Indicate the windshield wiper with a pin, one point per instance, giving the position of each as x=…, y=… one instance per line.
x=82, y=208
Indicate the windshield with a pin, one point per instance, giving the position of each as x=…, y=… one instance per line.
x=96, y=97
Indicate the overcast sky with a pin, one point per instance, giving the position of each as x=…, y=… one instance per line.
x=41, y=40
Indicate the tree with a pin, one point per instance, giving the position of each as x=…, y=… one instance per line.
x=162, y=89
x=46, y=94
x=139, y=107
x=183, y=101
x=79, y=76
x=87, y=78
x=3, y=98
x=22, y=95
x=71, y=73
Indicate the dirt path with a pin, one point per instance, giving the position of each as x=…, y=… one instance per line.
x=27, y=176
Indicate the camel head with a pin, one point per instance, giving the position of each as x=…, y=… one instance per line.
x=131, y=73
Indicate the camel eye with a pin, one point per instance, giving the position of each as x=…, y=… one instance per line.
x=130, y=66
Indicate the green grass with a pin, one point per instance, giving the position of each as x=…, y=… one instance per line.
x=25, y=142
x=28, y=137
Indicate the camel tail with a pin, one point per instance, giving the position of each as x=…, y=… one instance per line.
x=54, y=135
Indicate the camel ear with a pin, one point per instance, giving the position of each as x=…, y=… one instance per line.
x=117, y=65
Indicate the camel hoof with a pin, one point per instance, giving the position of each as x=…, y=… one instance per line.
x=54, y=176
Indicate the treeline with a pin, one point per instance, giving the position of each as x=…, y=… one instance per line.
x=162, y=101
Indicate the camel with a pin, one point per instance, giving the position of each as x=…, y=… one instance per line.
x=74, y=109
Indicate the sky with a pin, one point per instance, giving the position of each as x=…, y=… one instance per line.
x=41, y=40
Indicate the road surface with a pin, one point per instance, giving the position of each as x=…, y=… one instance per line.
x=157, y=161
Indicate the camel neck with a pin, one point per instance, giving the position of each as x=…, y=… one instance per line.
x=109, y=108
▬▬▬▬▬▬▬▬▬▬
(Esercizio assegnato) Aggiorni tutte le voci riportate sopra sostituendo "Indicate" con "Mark" e lasciando invariato tutto il resto.

(In risposta)
Mark the windshield wiper with a pin, one point per instance, giving the position of each as x=…, y=… one instance per line.
x=82, y=208
Mark the windshield with a pin, one point per instance, giving the position of each as x=…, y=… one instance per line.
x=96, y=97
Mark the overcast sky with a pin, one point per instance, giving the position of each as x=…, y=… one instance per line.
x=41, y=40
Mark the tree with a pin, one point per instance, giving the position of each as x=…, y=… one instance per line.
x=162, y=89
x=46, y=94
x=139, y=107
x=183, y=101
x=79, y=76
x=87, y=78
x=3, y=98
x=22, y=95
x=71, y=73
Mark the dirt path with a pin, one point per instance, giving the position of each as x=…, y=… one instance per line.
x=27, y=176
Mark the camel head with a pin, one point per instance, giving the position of each as x=…, y=… one instance per line.
x=131, y=73
Mark the camel eye with a pin, one point per instance, giving the position of each as x=…, y=… one instance per line.
x=130, y=66
Mark the green grass with a pin, one point per instance, giving the position of each as x=…, y=… one instance per line.
x=25, y=142
x=28, y=137
Mark the camel tail with a pin, one point per instance, giving the position of each as x=…, y=… one instance per line.
x=54, y=135
Mark the camel ear with a pin, one point per instance, giving the position of each as x=…, y=… one instance per line.
x=117, y=65
Mark the camel hoof with a pin, one point per instance, giving the position of each as x=…, y=… one instance per line.
x=54, y=176
Mark the treeline with a pin, one point per instance, giving the position of each as x=…, y=… one instance per line.
x=162, y=101
Mark the camel with a pin, one point per instance, giving the position of each as x=…, y=… one instance per line.
x=74, y=109
Mark the sky with a pin, one point per instance, giving the position of each as x=…, y=… one instance per line.
x=41, y=40
Mark the road surface with a pin, one point per instance, giving the position of each as x=…, y=… one instance per line.
x=157, y=161
Mark the camel neck with a pin, one point per instance, giving the position of each as x=…, y=… one instance per line.
x=109, y=108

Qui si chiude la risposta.